#### [Work order]
Your task is to return the data below, word for word.

===== The records

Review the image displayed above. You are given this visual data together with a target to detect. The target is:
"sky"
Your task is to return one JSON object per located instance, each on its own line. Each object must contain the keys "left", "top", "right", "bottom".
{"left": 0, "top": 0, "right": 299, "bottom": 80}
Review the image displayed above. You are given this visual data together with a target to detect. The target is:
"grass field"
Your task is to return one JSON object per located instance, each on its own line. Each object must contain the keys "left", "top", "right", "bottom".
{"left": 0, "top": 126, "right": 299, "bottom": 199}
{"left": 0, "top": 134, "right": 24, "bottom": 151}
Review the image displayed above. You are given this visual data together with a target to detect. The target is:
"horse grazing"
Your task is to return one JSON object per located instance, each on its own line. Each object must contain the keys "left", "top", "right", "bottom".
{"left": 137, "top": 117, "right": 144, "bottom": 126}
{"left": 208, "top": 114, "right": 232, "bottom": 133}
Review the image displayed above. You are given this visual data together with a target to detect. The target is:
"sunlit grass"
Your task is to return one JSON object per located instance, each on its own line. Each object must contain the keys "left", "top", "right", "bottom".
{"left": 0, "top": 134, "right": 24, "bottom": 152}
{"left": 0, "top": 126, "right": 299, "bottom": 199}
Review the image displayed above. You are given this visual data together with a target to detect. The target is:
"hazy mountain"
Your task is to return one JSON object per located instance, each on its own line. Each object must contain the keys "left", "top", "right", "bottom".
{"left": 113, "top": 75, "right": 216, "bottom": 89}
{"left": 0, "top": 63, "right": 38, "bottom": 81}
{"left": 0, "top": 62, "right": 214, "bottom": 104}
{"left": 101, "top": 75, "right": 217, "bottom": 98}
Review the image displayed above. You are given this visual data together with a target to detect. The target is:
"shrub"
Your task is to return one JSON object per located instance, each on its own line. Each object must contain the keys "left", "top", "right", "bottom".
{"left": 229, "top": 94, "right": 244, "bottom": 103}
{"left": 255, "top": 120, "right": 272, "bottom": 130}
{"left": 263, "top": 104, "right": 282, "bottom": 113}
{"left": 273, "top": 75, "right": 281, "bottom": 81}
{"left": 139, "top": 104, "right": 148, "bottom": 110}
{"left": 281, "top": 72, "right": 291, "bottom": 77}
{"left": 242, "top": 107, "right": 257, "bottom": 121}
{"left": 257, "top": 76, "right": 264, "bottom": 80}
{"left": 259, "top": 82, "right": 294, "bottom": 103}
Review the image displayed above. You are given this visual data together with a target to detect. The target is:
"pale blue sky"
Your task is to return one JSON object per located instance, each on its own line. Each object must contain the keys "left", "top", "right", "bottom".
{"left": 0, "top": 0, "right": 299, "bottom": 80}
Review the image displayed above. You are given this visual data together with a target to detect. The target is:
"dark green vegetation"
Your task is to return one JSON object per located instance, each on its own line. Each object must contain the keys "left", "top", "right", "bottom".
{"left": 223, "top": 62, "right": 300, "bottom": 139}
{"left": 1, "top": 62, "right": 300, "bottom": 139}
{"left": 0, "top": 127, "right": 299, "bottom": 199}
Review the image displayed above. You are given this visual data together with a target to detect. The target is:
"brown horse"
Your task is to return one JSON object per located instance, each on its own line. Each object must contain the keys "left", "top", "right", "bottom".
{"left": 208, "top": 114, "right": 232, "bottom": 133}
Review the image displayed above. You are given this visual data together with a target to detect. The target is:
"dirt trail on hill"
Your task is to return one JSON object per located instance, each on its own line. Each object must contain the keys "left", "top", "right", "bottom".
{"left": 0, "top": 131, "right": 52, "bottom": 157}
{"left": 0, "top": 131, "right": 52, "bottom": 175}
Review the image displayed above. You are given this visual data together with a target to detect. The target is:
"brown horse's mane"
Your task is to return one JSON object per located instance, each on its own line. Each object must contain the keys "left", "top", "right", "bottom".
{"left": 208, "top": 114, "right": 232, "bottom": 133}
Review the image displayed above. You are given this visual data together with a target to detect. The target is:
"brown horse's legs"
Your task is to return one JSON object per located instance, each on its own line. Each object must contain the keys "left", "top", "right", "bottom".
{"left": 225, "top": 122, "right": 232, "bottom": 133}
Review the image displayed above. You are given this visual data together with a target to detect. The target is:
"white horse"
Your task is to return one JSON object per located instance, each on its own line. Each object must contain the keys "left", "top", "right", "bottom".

==========

#### [Your response]
Review the image displayed above. You are given this visual data together with a target to detect. The target is:
"sky"
Your task is to return one JSON object per located instance, each on its own line. Each object must contain the keys "left", "top", "right", "bottom".
{"left": 0, "top": 0, "right": 299, "bottom": 80}
Review the image displayed above. You are given this visual data together with a target to detect. The target is:
"grass field"
Your task is to return one JSON object per located instance, each on its own line. Each object must contain the keys "left", "top", "right", "bottom".
{"left": 0, "top": 126, "right": 299, "bottom": 199}
{"left": 0, "top": 134, "right": 24, "bottom": 151}
Review the image displayed above. You are given this visual data together with a target to detect. The target is:
"horse grazing"
Your task is to return one JSON object per located instance, each on its own line. Each object must contain the keys "left", "top", "right", "bottom".
{"left": 137, "top": 117, "right": 144, "bottom": 126}
{"left": 208, "top": 114, "right": 232, "bottom": 133}
Review the image displayed above. You are given this visual data together with a target to detect. The target is:
"sunlit grass"
Your task is to return one JSON object per located instance, each on its own line. Each object must contain the keys "left", "top", "right", "bottom".
{"left": 0, "top": 134, "right": 24, "bottom": 152}
{"left": 0, "top": 126, "right": 299, "bottom": 199}
Review the image displayed above. You are given this visual data together with a target to detect. The target is:
"hazy mountain"
Your task is to return one JSON object per located instance, each on its own line. Each object must contain the keys "left", "top", "right", "bottom".
{"left": 113, "top": 75, "right": 216, "bottom": 89}
{"left": 0, "top": 63, "right": 38, "bottom": 81}
{"left": 0, "top": 62, "right": 214, "bottom": 104}
{"left": 101, "top": 75, "right": 217, "bottom": 98}
Review the image displayed above. You are given this visual data together with a target to detect. The target is:
"shrub"
Your task is to return one JSON object per located instance, each on its own line. Each object must contain the keys "left", "top", "right", "bottom".
{"left": 229, "top": 94, "right": 244, "bottom": 103}
{"left": 255, "top": 120, "right": 272, "bottom": 130}
{"left": 263, "top": 104, "right": 282, "bottom": 113}
{"left": 273, "top": 75, "right": 281, "bottom": 81}
{"left": 139, "top": 104, "right": 148, "bottom": 110}
{"left": 281, "top": 72, "right": 291, "bottom": 77}
{"left": 242, "top": 107, "right": 257, "bottom": 121}
{"left": 257, "top": 76, "right": 264, "bottom": 80}
{"left": 259, "top": 82, "right": 294, "bottom": 103}
Review the image displayed above. You are given this visual data together with a target to detect. The target is:
"pale blue sky"
Your task is to return one JSON object per located instance, each on its own line. Each object must contain the keys "left", "top", "right", "bottom".
{"left": 0, "top": 0, "right": 299, "bottom": 80}
Review the image displayed above. You are given this visual data together with a target to detect. The target is:
"dark green vegetation"
Your task is to return one JSON object per located instance, each on its own line. Each object must contain the keys "left", "top", "right", "bottom".
{"left": 223, "top": 62, "right": 300, "bottom": 139}
{"left": 1, "top": 62, "right": 300, "bottom": 139}
{"left": 0, "top": 127, "right": 299, "bottom": 199}
Review the image displayed above. You are given this visual data together with a target to detect. The target is:
"brown horse"
Your task is to return one JSON object per located instance, each on its own line. Each object must contain the keys "left", "top", "right", "bottom".
{"left": 208, "top": 114, "right": 232, "bottom": 133}
Review the image displayed above. You are given this visual data together with a target to detect. The target is:
"dirt trail on hill"
Your task is to return one JSON object per located instance, each on its own line. Each object must contain the keys "left", "top", "right", "bottom".
{"left": 0, "top": 131, "right": 52, "bottom": 157}
{"left": 0, "top": 131, "right": 52, "bottom": 175}
Review the image displayed above. You are given this visual data together with a target to detect. The target is:
"brown horse's mane"
Your task is to return one JSON object per located instance, each on its own line. Each object must contain the keys "left", "top", "right", "bottom".
{"left": 208, "top": 114, "right": 232, "bottom": 133}
Review the image displayed above. You are given this visual data together with a target to detect. The target is:
"brown horse's legs"
Your task is to return one JSON object per located instance, each on its own line. Each object must contain the keys "left", "top", "right", "bottom".
{"left": 225, "top": 122, "right": 232, "bottom": 133}
Review the image displayed above. You are given this visual data together with a target to detect. The target is:
"white horse"
Your task is to return one JSON object per located instance, each on its own line. Each object must contain the keys "left", "top", "right", "bottom".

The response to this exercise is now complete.